= Problem to solve =
Show every line of the material below that contains the string "tree", copying each line in full. Case counts.

Records from a collection
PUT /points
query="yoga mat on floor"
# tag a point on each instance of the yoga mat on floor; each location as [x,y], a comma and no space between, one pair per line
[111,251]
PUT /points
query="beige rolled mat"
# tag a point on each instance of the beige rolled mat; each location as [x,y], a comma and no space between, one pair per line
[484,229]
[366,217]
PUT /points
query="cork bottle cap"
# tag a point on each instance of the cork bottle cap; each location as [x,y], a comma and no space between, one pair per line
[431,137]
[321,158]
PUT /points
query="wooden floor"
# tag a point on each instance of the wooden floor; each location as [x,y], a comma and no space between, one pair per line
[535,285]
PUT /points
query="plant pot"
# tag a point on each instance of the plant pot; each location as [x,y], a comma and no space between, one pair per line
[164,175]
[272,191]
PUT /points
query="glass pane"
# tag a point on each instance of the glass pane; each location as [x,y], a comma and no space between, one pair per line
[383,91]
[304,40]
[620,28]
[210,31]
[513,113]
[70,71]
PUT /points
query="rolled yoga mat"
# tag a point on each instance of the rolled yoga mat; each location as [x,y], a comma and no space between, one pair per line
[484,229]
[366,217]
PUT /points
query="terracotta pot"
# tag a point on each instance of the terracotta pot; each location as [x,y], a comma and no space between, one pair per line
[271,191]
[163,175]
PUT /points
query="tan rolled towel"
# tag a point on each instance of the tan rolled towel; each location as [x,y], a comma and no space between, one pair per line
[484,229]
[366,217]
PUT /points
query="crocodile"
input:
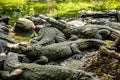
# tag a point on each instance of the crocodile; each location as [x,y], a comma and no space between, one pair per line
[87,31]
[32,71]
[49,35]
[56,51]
---
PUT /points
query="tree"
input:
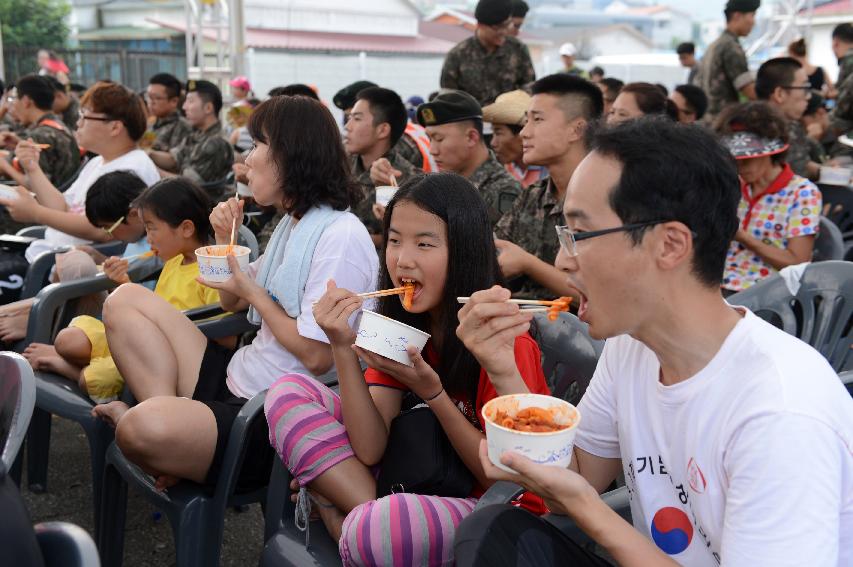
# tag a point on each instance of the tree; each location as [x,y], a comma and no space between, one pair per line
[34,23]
---
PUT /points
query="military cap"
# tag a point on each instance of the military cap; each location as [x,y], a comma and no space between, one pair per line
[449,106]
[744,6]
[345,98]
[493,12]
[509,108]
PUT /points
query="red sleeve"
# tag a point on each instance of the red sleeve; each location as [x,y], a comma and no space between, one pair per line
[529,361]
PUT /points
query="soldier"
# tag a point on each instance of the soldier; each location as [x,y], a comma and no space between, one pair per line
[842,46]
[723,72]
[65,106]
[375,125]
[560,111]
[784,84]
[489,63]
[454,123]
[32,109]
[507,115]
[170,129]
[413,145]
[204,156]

= Task result =
query="tree"
# tag a point on each instance of the tree; each location as [x,y], a comma and no space between, one pair per line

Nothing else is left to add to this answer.